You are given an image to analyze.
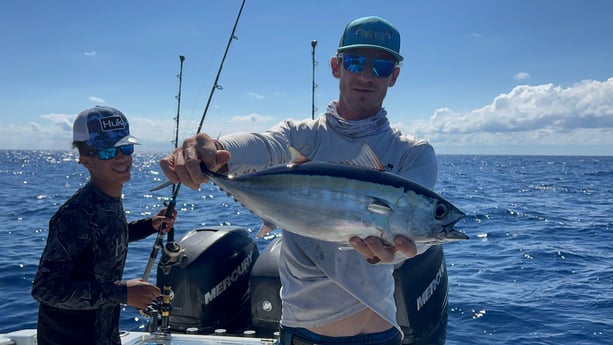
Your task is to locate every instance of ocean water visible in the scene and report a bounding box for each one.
[0,151,613,344]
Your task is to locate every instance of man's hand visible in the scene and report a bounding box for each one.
[349,235,417,264]
[126,278,161,309]
[151,208,177,234]
[160,133,230,189]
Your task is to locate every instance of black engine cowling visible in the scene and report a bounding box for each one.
[157,226,448,344]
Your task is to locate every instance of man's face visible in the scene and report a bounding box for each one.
[330,48,400,120]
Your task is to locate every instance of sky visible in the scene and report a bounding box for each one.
[0,0,613,155]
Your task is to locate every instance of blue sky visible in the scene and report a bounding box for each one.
[0,0,613,155]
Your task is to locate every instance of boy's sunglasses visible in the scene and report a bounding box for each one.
[88,145,134,161]
[339,53,396,78]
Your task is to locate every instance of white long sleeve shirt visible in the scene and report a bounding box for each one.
[219,102,438,331]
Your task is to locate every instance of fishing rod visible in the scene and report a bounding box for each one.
[196,0,245,134]
[143,55,185,281]
[311,40,317,120]
[149,0,245,192]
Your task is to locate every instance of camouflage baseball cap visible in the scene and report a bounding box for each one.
[72,106,138,149]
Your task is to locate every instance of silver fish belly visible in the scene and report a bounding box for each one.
[205,162,468,244]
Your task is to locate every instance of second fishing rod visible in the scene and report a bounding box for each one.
[143,0,246,281]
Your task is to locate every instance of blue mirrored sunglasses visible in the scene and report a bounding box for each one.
[89,145,134,161]
[339,53,396,78]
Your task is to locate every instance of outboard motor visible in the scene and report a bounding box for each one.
[250,238,448,344]
[157,226,259,333]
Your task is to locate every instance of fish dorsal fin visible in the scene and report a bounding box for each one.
[288,146,310,165]
[338,143,384,171]
[288,143,385,171]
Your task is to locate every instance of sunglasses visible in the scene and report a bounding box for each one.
[339,53,396,78]
[87,145,134,161]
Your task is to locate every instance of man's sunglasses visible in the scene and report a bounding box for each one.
[87,145,134,161]
[338,53,396,78]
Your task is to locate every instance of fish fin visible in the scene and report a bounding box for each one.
[288,146,310,165]
[338,143,385,171]
[338,243,355,250]
[255,220,277,238]
[368,198,392,215]
[444,229,470,241]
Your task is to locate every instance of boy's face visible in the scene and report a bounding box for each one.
[79,149,132,190]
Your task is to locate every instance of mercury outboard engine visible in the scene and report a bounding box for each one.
[250,238,448,344]
[157,226,259,333]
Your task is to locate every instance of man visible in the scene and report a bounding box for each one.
[160,17,438,345]
[32,107,176,345]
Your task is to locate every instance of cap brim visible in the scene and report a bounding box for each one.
[113,135,140,147]
[337,44,404,62]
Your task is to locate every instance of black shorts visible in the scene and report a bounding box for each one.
[279,327,402,345]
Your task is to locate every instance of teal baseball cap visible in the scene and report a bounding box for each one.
[72,106,138,149]
[337,16,404,62]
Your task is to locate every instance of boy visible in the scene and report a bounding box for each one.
[32,106,176,345]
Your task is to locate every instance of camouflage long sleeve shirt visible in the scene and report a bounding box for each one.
[32,182,155,344]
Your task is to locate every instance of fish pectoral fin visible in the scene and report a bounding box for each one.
[255,220,277,238]
[445,229,470,241]
[338,143,385,171]
[368,197,392,215]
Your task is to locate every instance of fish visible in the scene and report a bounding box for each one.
[165,144,469,247]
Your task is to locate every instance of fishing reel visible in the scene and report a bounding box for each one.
[141,286,174,334]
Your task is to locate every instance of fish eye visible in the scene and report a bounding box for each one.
[434,203,449,220]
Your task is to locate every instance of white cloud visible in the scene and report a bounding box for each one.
[230,114,274,123]
[513,72,530,80]
[87,96,105,103]
[0,78,613,155]
[399,78,613,154]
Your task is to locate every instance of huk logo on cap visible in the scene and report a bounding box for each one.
[100,116,126,132]
[354,27,392,42]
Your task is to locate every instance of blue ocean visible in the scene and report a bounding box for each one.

- [THE PROBLEM]
Copy out every line above word for word, leaving out the pictures.

- [OUTPUT FOR THIS EXERCISE]
You are given an image to analyze.
Your task is to locate every instance of ocean water visible in the scene and report a bounding box for each one.
[0,151,613,344]
Your task is to locate every instance of man's hand visible in the scene and report a bounding box for each one.
[349,235,417,264]
[126,278,161,309]
[151,208,177,234]
[160,133,230,189]
Your task is to locate every instance of black engine cowling visible in the scene and report a bounding box for each one.
[157,226,448,344]
Your task is to locate every instance of man's face visible in the scene and report a bounding box for each one.
[330,48,400,120]
Your task is to locate every instance of sky visible in the scene and report a bounding box for each one.
[0,0,613,155]
Your task is to locate every instance of blue sky visible in the scene and report a bounding box for each one.
[0,0,613,155]
Your task is to locate every instance of boy's sunglasses visible in the scene and report a bounding box for each one.
[88,145,134,161]
[339,53,396,78]
Your task is to locate every instance of white long sleeve shirt visible in the scene and report a bounding box for each one.
[219,102,438,331]
Your task is to locate every instance of fishing rod visible in the scene and report a bounding box for each one.
[196,0,245,134]
[143,55,185,281]
[311,40,317,120]
[149,0,245,192]
Your task is to locate every instance of camouflage baseball cap visible in the scene and report a bounding box for each one.
[72,106,138,149]
Your task is to locate every instance of silver fish belly visible in the scene and report a bounding box for each one.
[205,162,468,244]
Your task is to locate every instance of second fishing rod visible in the scene and report a bounding box for each one.
[143,0,246,281]
Your task is to locate every instance of blue mirrored sunglasses visible in the scene and report a bounding box for each one.
[89,145,134,161]
[339,53,396,78]
Your task is to locate every instance of outboard motor visible in the scene and report a bounding box for each one.
[250,238,448,344]
[157,226,259,333]
Your task is to locate every instance of fish dorsal fin visible in the scene and report a bounding box for each one.
[288,146,310,165]
[338,143,384,171]
[288,143,385,171]
Your task is to locate every instance of sunglasses visible in the scene and report a bounding box for each one.
[339,53,396,78]
[87,145,134,161]
Your task is to locate every instance of man's sunglasses visible in the scene and report a bounding box for each one.
[87,145,134,161]
[338,53,396,78]
Your task is to locate every instance of fish fin visible in the scene and report a bounding box for each one.
[288,146,310,165]
[338,143,385,171]
[338,243,355,250]
[255,220,277,238]
[368,198,392,215]
[444,229,470,241]
Your task is to locate every instance of boy's face visible in the scene and report a bounding box for each one.
[79,149,132,190]
Your task is to locate every instance of mercury outboard engine visible in the scene and report a bounding box for each one.
[250,238,448,344]
[157,226,259,333]
Your task is to locate every instance of man visible in the scene and report a bounding box for each one.
[160,17,438,345]
[32,107,176,345]
Your task is to locate every instance of cap brim visible in the scene and report a bounding box for each one.
[113,135,140,147]
[337,44,404,62]
Your task is to locate every instance of black shorts visible in the scene and report a bounding box for each one.
[279,327,402,345]
Your task is to locate every instance of teal baseball cap visible in the scene and report a bounding box for each one.
[72,106,138,149]
[337,16,404,62]
Your task is to locate every instance of boy visible in the scene and report a bounding box for each one.
[32,106,176,345]
Your task is to locate every instance of camouflage long sleeve shirt visible in the scene and report a bounding box for each one.
[32,182,155,344]
Your task is to locate every instance of fish pectoral fin visible in the scene and report a bounding box for each one.
[255,220,277,238]
[445,229,470,241]
[338,143,385,171]
[368,197,392,215]
Your task is to locate every instance of fish visible in the scene and report a bounding box for each one.
[165,144,469,247]
Your task is to locate every instance of fishing reel visible in the scene and report a bounding box for each one.
[141,286,174,334]
Your task is to locate every instance of fish eye visible in the scene and report a bounding box for each one.
[434,203,449,220]
Your task is to locate every instance of white cloud visible in the scene and report a bounding box for each one.
[230,114,274,123]
[513,72,530,80]
[87,96,105,103]
[0,78,613,155]
[399,78,613,154]
Your task is to locate every instance of huk logo on cap visible in the scene and report a bounding box for each one.
[100,116,126,132]
[354,27,392,42]
Your task is to locate every instance of blue ocean visible in the scene and report a bounding box for each one.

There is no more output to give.